Impacts of Encryption Everywhere (any solution?)

Owen DeLong owen at delong.com
Tue May 29 17:47:31 UTC 2018



> On May 29, 2018, at 00:05 , Scott Weeks <surfer at mauigateway.com> wrote:
> 
> 
> I believe you were responding to me, but it was really 
> hard to tell.  If so, here's the conversation...
> 
>> Also, please don't just look at continental countries 
>> when researching.  Look at the small PICs (Pacific 
>> Island Countries).  For example, search the posts from 
>> Christian on Kiribati on the PICISOC list.  The cost is 
>> extraordinary and all the ego-flattering bloat rsk 
>> speaks (relevant part of the post id below) of in very 
>> expensive to download and is nearly impossible to stop.
> 
> --- ben at 6by7.net wrote:
> From: Ben Cannon <ben at 6by7.net>
> 
> Then Africa in particular is specifically disadvantaged 
> - I spent a good deal of time in Haiti and 4G connectivity 
> was abundant at good speeds, as were terrestrial fiber 
> connections. 
> 
> Mirrors my experience in half a dozen other 3rd world 
> countries.  Unless there’s something particularly 
> oppressive about Africa?

__SUPPLIED MATERIAL__.
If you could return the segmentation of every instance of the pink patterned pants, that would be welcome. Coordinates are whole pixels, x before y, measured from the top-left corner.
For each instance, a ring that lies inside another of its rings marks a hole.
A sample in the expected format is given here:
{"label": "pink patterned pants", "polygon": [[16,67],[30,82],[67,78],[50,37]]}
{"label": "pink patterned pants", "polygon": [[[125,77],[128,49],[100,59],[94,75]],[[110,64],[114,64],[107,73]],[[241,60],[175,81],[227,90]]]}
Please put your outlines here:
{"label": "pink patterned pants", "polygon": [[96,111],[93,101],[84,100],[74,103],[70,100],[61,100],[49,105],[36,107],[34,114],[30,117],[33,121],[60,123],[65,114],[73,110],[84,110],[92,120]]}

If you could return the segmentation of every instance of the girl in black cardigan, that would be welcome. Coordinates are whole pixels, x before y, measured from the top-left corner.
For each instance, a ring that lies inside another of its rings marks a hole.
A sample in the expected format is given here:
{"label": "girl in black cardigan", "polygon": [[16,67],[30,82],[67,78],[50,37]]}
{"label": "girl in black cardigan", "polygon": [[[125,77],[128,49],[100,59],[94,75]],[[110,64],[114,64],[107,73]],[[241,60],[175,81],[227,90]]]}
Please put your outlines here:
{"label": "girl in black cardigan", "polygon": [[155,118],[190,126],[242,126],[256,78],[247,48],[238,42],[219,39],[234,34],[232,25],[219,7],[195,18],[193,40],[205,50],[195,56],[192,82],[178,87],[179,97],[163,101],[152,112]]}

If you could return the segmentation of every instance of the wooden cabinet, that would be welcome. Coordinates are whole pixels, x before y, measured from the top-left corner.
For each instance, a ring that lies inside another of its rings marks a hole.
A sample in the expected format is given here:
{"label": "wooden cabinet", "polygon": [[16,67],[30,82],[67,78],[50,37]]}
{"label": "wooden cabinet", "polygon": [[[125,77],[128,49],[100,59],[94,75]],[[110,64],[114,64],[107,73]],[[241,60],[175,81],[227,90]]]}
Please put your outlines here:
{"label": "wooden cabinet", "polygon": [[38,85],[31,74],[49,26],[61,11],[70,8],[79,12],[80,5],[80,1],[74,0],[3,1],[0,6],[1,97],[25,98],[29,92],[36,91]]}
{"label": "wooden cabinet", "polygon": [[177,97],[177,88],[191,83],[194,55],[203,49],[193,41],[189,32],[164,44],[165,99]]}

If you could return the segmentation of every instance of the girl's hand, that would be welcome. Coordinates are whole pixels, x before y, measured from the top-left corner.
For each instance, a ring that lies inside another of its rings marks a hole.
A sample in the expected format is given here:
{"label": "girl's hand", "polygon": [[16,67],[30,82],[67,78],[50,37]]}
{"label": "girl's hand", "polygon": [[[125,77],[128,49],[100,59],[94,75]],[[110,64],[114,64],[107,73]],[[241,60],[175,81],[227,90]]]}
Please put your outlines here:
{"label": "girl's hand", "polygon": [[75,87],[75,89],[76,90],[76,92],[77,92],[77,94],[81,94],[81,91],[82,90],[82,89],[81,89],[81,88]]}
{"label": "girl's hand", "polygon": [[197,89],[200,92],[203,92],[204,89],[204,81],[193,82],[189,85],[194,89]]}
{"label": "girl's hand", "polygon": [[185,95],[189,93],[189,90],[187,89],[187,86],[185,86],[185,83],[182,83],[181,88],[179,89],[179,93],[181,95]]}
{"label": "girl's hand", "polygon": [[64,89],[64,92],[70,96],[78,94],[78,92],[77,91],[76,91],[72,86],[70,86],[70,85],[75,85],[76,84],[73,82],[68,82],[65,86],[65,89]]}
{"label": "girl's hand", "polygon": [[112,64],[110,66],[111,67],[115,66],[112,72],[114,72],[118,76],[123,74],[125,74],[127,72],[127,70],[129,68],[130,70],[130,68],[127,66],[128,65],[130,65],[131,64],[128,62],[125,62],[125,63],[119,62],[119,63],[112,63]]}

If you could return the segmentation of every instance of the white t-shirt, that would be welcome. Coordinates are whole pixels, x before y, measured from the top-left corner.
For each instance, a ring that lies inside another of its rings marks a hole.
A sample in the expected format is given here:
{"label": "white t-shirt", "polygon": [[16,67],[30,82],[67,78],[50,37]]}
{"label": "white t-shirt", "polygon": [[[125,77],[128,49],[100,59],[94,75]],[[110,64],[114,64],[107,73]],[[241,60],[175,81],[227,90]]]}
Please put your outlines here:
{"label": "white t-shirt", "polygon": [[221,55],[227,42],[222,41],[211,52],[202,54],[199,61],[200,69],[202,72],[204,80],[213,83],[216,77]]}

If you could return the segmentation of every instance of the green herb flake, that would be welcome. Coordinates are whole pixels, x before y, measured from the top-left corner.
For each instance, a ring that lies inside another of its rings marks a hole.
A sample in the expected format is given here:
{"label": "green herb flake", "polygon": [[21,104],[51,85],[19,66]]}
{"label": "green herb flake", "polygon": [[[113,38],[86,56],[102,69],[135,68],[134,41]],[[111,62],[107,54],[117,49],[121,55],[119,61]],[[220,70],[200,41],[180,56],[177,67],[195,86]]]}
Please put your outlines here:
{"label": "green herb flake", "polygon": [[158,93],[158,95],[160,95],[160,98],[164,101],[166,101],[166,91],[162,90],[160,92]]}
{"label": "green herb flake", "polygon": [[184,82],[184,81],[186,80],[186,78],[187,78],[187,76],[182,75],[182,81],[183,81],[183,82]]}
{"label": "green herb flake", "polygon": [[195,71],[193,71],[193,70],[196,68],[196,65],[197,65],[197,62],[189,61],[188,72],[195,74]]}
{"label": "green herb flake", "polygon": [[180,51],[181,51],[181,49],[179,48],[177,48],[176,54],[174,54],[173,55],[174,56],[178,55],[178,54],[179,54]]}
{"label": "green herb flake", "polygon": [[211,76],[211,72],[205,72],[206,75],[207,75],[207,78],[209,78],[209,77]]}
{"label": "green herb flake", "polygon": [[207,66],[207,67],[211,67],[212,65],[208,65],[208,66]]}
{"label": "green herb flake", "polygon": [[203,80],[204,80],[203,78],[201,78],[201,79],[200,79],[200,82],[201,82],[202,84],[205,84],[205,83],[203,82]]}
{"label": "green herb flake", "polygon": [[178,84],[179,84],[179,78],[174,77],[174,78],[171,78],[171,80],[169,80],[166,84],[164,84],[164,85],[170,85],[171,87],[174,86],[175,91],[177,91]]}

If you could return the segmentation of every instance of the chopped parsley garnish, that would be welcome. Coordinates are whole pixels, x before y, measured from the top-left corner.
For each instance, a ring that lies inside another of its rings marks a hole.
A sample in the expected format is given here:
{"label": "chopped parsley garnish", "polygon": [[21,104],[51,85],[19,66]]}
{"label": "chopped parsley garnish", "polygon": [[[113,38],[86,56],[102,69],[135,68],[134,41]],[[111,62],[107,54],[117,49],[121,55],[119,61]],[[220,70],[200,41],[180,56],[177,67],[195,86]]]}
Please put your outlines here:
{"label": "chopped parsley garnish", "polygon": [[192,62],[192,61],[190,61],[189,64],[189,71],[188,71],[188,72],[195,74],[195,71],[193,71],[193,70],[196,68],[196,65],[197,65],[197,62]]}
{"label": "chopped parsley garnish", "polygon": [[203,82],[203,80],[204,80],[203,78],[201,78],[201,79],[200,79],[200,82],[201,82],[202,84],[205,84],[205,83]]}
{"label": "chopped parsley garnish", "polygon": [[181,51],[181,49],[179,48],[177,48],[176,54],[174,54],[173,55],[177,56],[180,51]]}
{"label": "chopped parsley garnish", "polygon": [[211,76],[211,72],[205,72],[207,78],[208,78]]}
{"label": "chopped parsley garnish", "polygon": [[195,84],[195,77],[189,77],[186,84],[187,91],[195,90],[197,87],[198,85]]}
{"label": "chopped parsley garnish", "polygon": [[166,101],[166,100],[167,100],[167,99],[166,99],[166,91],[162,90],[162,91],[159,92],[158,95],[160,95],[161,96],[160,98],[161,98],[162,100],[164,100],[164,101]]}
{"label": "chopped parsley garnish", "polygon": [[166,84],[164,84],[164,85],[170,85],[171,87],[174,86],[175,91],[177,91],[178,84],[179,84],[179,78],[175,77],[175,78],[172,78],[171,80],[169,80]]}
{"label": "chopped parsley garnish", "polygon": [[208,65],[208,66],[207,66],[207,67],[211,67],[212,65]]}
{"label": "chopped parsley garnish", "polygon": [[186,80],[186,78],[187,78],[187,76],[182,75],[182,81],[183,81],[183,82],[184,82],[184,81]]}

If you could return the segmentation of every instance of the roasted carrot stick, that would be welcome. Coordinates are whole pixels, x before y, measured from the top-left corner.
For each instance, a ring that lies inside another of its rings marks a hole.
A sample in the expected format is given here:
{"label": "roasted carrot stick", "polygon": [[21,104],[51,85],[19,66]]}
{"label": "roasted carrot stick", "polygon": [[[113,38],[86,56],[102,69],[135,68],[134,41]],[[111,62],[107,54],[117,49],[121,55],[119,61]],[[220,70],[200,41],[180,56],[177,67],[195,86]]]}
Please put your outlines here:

__GIVEN EXERCISE 1__. Where does the encryption thread say 4G connectivity was abundant at good speeds?
__GIVEN EXERCISE 2__. Write the next part of the encryption thread, starting right after its last line.
The entries come from a source unrelated to the encryption thread.

__RESPONSE 1__. Haiti.

__RESPONSE 2__.
> --------------------------------------
> 
> 
> I guess I was more meaning in the Pacific, since I'm 
> from there.  And more particularly places like Kiribati, 
> Cook Islands, Marquesas and other far flung Pacific 
> Island Countries.  My apologies for the confusion. Hati 
> and other countries close to a rich mainland country 
> do not suffer the same issues due to geography.

While Haiti is clos-ER to a rich mainland country than those
you mentioned, I would not say that it lacks geographic
challenges. They might be a bit less since (more importantly)
fiber has to run past (and thus conveniently to) Hispañola
(the Island containing Haiti and the DR) in order to traverse
other destinations which obviously is not the case in the
areas you mention above.

Almost every area I am aware of in the developing world has
some combination of challenges which drive its continued
lagging behind more developed areas.

This can, by the way, include parts of developed nations which
are underserved due to geographic challenges such as some rural
areas of the united States as mentioned earlier.

These challenges can include any combination of economic,
geographic, geologic, terrain, cultural, political, population
density, etc.

One thing I have found very interesting in my travels…

Every area with challenges seems to think that their challenges
are so unique that solutions that have proven elsewhere cannot
possibly work for them.

Every area with challenges almost always has more in common with
the other areas with challenges than they perceive.

I guess it is easier to talk about why things will not work than
do the hard work of adapting solutions to the differences which
do matter.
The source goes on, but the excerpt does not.